* GIVEN PROBLEM A
In the records, could you repeat the part that opens with the line containing "nacelle, one per instance" and runs through the end of the records, with "pretty-printed" replaced by "indented" and everything else left unchanged?

And as always with photography, remember: There is no one way to do anything.

In other words, nothing listed here is a rule of any sort. If a tip fails to help you get the results you want or need, then discard or revamp it.  

1. Remember that a headshot is different from a portrait

portrait vs headshot

Yes, we’ve already discussed this – but when you’re in the middle of a session, it’s easy to get caught up and start changing your approach. This may not be a problem in a normal portrait session, but with headshots, you need to make sure you’re focused on the specific end result. If you change tack and the results aren’t showing your subject in the desired manner, you’ll have wasted time and effort on images that are unsuitable for the subject’s uses.

One way to help keep you on track is to ask your subject to share the purpose of their headshot. Allow them to be as specific and detailed as possible. Once you have an answer to that question, you should find it much easier to stay on track. 

If you are photographing an actor with representation, ask them for their agency’s headshot guidelines (or ask the agency yourself). This will give you a strict set of limitations and help to ensure you get the required result. 

2. Getting it right in-camera is just as important as ever

black and white vs color portrait comparison
By shooting with black and white in mind and getting it right in-camera, you can help make the conversion process much easier.
Canon 5D Mark III | Canon EF 50mm f/2.5 Macro | 50mm | 1/125s | f/5.6 | ISO 100

Depending on where your headshots are going to wind up, you might find that you can’t do any edits beyond basic retouching. You should be allowed a black and white conversion and some basic blemish removal, but much more than that might not be acceptable. 

Therefore, do whatever you can to get your images right in the camera. Light your images well with good exposure and good contrast. Learn your lighting patterns and use a meter if you have to. 

Get this step right, and you might find that you have little more editing to do beyond the actual black and white conversion.

3. Start in color

It might be tempting to set your camera to a black and white mode at the point of shooting. You can do this – but if you shoot JPEGs, I would advise against it.

By choosing this route, you will be discarding a huge amount of color information at the very beginning. For the best conversions, you’ll want to later manipulate your color information to get the very best black and white results.

(However, note that RAW shooters can use a black and white mode while still retaining color information.) 

4. Avoid shooting to crop

cropped portrait
By cropping down to a head-and-shoulders composition, you discard most of the information in the frame. Instead, try to get your compositions right at the shooting stage.

This might be controversial, but I’ll stand by it. When you are creating black and white headshots, try to get your composition as close as possible to how you want it to end up.

Doing this will ensure that your images are as big as possible and have as much detail as possible when you pass them on to your client. If you shoot before cropping out significant parts of your image, you will lose out on a large chunk of resolution.

5. Control contrast with light, not post-production

woman in the studio
Using a medium-sized octabox up close allows for extremely soft light, thus controlling the contrast. Also, at camera right, you see a background light that reduces the overall contrast in the image.

This point goes back to getting it right in-camera, but specifically for lighting.

One of the quickest ways to ruin a portrait is to add a lot of unnatural contrast in the post-production phase.

Avoid this by setting up your lights to get the contrast you want from the very start.

* RECORDS SUPPLIED
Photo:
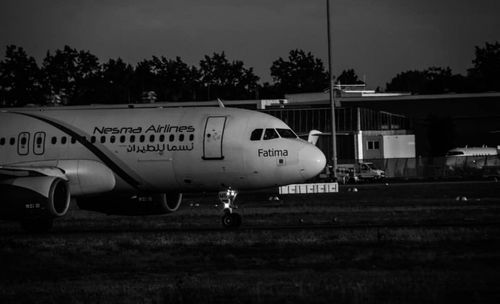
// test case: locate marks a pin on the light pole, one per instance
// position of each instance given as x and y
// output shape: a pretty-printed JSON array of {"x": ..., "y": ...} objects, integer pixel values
[{"x": 332, "y": 93}]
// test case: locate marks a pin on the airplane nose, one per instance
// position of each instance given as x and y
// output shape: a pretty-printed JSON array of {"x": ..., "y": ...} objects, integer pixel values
[{"x": 312, "y": 161}]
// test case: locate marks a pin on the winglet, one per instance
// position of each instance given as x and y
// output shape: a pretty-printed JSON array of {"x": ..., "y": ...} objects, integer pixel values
[
  {"x": 221, "y": 105},
  {"x": 313, "y": 136}
]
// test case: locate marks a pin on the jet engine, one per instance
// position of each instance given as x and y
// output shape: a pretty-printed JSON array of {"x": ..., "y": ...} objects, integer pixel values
[
  {"x": 33, "y": 198},
  {"x": 142, "y": 204}
]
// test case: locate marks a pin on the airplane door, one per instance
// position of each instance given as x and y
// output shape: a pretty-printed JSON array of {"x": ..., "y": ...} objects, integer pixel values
[
  {"x": 23, "y": 143},
  {"x": 213, "y": 137}
]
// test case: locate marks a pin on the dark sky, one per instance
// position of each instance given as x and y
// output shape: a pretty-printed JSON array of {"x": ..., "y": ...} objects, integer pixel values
[{"x": 377, "y": 38}]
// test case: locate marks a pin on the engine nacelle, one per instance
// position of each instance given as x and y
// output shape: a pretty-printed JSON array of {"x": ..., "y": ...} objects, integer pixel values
[
  {"x": 143, "y": 204},
  {"x": 34, "y": 197}
]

* GIVEN PROBLEM B
According to the headshot tips, what is one of the quickest ways to ruin a portrait?

* EXERCISE SOLUTION A
// test case: locate marks a pin on the engine nacelle, one per instance
// position of each instance given as x and y
// output shape: a indented JSON array of {"x": ..., "y": ...} objects, integer pixel values
[
  {"x": 143, "y": 204},
  {"x": 34, "y": 197}
]

* EXERCISE SOLUTION B
Adding a lot of unnatural contrast in the post-production phase.